SHORT PROBLEM —
Reproduce exactly the lines from the one containing "Pick out each instance of the asphalt" through the last line of the records below, both included, and nothing else.

TASK MATERIAL —
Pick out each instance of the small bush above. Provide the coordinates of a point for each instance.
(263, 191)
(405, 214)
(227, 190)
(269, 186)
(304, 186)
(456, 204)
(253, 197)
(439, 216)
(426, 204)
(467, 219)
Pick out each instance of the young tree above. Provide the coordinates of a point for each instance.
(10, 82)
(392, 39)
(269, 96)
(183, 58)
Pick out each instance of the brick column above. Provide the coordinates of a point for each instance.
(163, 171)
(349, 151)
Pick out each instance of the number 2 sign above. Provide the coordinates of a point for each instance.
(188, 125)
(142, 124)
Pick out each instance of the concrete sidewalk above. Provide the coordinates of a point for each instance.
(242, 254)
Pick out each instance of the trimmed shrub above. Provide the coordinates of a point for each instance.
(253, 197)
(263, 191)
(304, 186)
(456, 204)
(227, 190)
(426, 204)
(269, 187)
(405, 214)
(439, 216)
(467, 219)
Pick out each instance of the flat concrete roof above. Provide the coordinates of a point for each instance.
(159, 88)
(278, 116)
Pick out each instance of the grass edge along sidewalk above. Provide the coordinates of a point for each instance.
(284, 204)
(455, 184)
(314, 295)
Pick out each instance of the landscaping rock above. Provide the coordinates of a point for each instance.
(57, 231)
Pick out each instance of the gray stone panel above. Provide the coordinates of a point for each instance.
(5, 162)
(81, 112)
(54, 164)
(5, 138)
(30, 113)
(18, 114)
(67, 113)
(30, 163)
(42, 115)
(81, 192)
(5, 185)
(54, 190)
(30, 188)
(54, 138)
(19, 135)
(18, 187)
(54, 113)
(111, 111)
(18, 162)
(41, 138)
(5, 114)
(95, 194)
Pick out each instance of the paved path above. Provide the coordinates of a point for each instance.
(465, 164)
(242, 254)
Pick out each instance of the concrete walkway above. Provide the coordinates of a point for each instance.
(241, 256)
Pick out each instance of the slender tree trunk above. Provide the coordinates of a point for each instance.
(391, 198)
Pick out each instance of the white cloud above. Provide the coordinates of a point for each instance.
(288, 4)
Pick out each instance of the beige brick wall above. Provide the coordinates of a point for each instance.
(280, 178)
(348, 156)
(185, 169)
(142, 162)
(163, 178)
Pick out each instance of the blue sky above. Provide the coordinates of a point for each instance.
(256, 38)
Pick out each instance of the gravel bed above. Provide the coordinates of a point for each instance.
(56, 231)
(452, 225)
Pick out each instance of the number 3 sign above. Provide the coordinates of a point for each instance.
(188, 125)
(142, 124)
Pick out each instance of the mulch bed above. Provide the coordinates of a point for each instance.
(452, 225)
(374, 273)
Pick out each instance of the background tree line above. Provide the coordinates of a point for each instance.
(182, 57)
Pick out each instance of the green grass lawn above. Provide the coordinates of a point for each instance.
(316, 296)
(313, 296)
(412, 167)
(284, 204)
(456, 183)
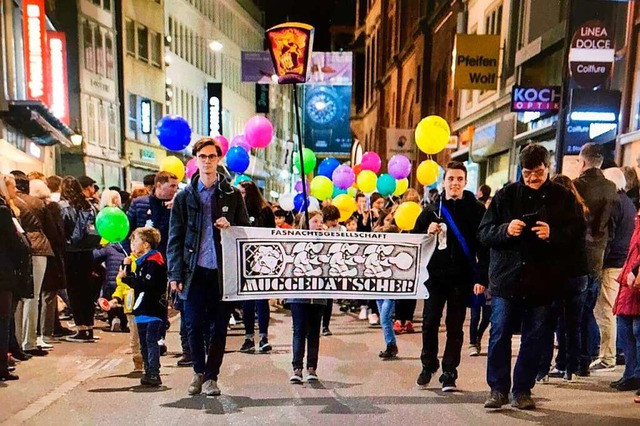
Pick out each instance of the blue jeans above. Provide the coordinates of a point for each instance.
(249, 317)
(306, 332)
(630, 339)
(205, 313)
(535, 323)
(150, 333)
(590, 333)
(386, 308)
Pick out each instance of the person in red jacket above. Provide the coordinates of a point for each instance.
(627, 308)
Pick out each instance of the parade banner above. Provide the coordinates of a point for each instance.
(261, 263)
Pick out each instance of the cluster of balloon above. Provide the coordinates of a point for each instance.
(112, 224)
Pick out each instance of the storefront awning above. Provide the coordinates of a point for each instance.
(37, 122)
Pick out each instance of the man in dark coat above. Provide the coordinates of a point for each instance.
(454, 268)
(528, 226)
(206, 206)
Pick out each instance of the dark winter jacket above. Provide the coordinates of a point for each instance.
(186, 225)
(149, 210)
(15, 256)
(149, 282)
(112, 255)
(525, 267)
(55, 277)
(621, 225)
(32, 217)
(599, 194)
(467, 214)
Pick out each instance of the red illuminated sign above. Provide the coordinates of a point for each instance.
(59, 100)
(35, 49)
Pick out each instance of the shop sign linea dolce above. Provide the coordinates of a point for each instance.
(591, 55)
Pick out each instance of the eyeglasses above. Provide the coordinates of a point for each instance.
(204, 157)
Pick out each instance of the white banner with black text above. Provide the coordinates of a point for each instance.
(261, 263)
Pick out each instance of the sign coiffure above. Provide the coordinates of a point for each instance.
(543, 99)
(35, 49)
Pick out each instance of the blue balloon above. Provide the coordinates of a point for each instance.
(237, 159)
(327, 166)
(299, 202)
(173, 132)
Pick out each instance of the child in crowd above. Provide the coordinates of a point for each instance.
(149, 282)
(307, 316)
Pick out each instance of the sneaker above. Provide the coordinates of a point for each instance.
(599, 365)
(363, 313)
(81, 336)
(210, 388)
(448, 381)
(264, 346)
(151, 380)
(296, 378)
(312, 376)
(556, 374)
(195, 388)
(424, 378)
(474, 350)
(390, 352)
(523, 402)
(496, 400)
(248, 346)
(408, 327)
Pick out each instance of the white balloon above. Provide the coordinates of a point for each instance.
(286, 201)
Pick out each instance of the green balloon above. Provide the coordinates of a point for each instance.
(112, 224)
(308, 158)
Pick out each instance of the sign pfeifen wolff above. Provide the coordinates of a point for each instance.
(591, 55)
(214, 103)
(541, 99)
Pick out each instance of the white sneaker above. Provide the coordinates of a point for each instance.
(363, 313)
(210, 388)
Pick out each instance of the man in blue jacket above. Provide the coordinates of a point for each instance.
(205, 207)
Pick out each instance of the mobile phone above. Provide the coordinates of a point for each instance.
(530, 219)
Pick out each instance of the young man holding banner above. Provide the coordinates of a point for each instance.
(458, 268)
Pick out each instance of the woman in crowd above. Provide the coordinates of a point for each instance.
(79, 223)
(261, 215)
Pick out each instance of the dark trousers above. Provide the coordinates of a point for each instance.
(6, 299)
(150, 333)
(306, 332)
(535, 323)
(249, 308)
(82, 288)
(454, 293)
(206, 313)
(405, 309)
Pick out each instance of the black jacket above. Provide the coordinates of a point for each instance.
(621, 225)
(467, 213)
(186, 225)
(599, 194)
(149, 283)
(526, 267)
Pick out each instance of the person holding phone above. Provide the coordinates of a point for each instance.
(530, 226)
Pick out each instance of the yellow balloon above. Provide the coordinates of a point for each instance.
(407, 214)
(173, 165)
(367, 181)
(432, 134)
(346, 205)
(427, 172)
(401, 187)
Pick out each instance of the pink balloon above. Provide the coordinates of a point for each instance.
(258, 132)
(371, 161)
(191, 167)
(241, 142)
(224, 144)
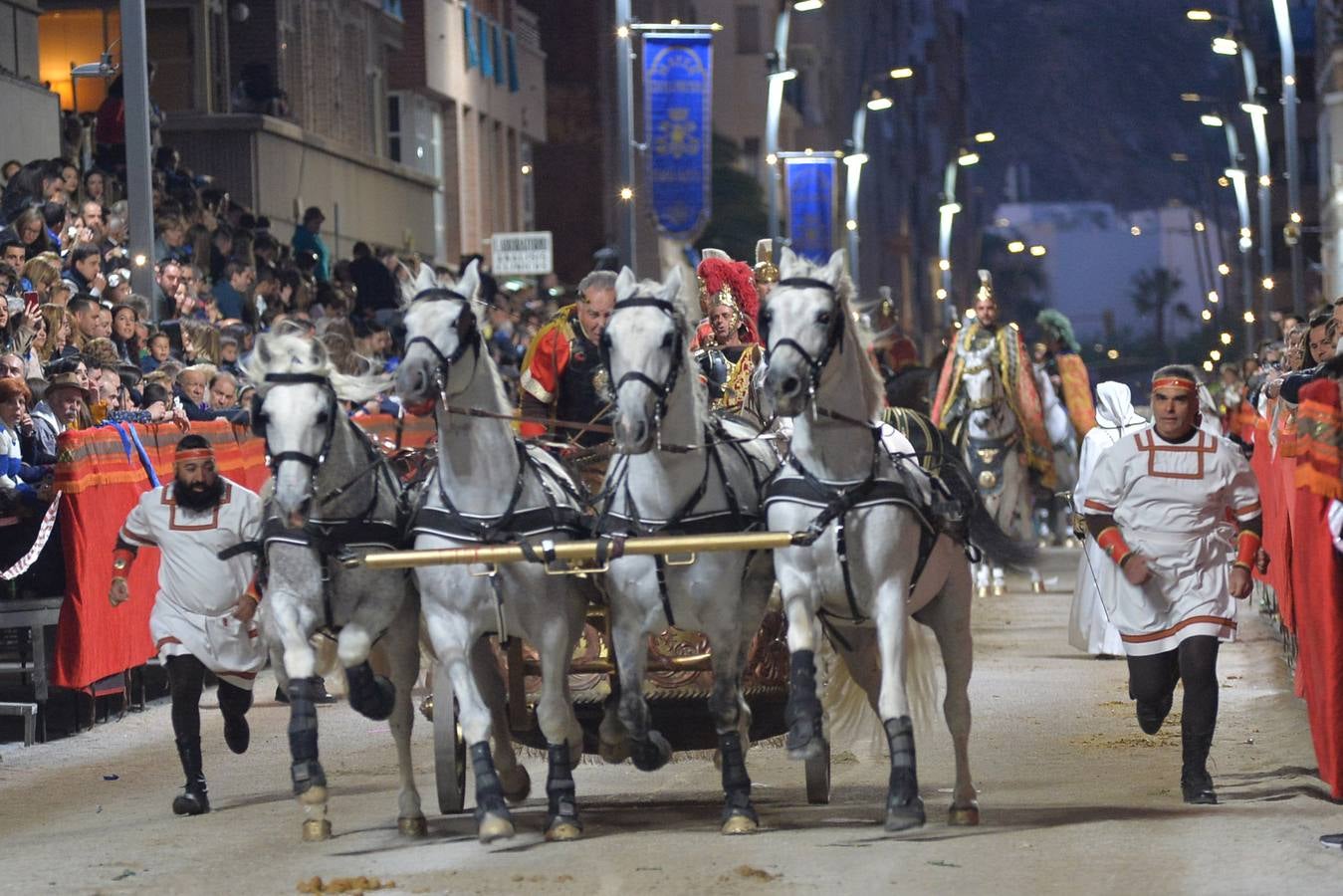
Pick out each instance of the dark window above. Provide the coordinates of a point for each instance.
(749, 29)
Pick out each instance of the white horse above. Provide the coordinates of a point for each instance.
(489, 487)
(865, 507)
(992, 445)
(332, 491)
(680, 472)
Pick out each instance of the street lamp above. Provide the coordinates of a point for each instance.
(780, 74)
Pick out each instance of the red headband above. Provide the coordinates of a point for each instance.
(1176, 381)
(193, 454)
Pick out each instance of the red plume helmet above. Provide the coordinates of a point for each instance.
(719, 273)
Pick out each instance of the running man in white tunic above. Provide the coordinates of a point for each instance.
(203, 615)
(1158, 504)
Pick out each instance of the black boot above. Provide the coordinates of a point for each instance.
(802, 714)
(372, 696)
(1194, 781)
(193, 799)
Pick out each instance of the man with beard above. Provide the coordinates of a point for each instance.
(204, 607)
(1158, 506)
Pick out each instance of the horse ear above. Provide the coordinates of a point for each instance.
(624, 284)
(672, 288)
(834, 268)
(470, 280)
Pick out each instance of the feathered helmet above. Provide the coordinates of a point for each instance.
(727, 283)
(1057, 328)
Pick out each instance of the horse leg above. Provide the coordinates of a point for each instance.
(453, 641)
(949, 617)
(904, 807)
(739, 815)
(370, 695)
(557, 719)
(649, 749)
(308, 777)
(489, 679)
(400, 648)
(803, 715)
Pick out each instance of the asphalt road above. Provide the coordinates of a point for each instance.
(1074, 798)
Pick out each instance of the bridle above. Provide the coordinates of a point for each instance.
(662, 389)
(834, 331)
(468, 335)
(261, 419)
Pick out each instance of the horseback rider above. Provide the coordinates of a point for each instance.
(726, 345)
(1062, 362)
(203, 615)
(562, 379)
(985, 341)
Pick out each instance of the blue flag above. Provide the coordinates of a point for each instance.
(811, 207)
(678, 103)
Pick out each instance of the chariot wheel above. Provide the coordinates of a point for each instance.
(449, 746)
(818, 777)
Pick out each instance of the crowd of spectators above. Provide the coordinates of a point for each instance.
(80, 348)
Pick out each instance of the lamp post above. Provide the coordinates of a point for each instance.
(1292, 231)
(857, 158)
(139, 195)
(946, 216)
(778, 76)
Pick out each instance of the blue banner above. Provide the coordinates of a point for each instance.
(811, 207)
(678, 103)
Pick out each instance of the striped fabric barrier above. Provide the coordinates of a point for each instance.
(101, 477)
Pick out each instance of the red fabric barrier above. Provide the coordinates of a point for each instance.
(1318, 575)
(101, 484)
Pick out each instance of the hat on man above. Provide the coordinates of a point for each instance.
(66, 380)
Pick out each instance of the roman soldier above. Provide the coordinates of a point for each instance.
(985, 341)
(726, 345)
(562, 379)
(1064, 367)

THE RESULT —
Pick out each instance of the asphalt road above. Provide the coordinates of a point for each instance.
(1074, 798)
Pick out each instance of the bridle above. Provide the coordinates of a point for each instance.
(662, 389)
(834, 331)
(468, 335)
(261, 419)
Pick out each instance of the horseback rider above. Provide the coordinates of a point for each instance.
(726, 345)
(1062, 362)
(203, 615)
(562, 379)
(985, 341)
Pick out each instance of the blue flag above. Provide the coordinates of a point for each instance.
(811, 207)
(678, 103)
Pick out each instance of the chariot wheel above. Provide the coordinates of a point for each instance.
(449, 746)
(818, 777)
Pick out each instance of the crowd of spectators above. Provide the coordinates of a point for each instance.
(80, 348)
Pick out each instance of the lamp post above. Provide the coordinates of a point for each instance.
(1292, 231)
(857, 158)
(139, 195)
(946, 216)
(778, 76)
Pick out each instance of the blue banner above. Provide the coordinates of a point for each instance.
(811, 207)
(678, 103)
Pick out each instance of the striped fabric barrier above. Provide the coordinates of a point for each instance.
(101, 477)
Pick out each instance of the red fabric barrier above. Provide the coordinates of a point for each instance.
(1318, 575)
(101, 484)
Pick out each instance of the hat on man above. Provide the coordinates of a point for each instance.
(66, 380)
Pick out each instance of the roman soldier above. Provide the coordinates of a point for each instance.
(985, 341)
(726, 345)
(562, 379)
(1064, 367)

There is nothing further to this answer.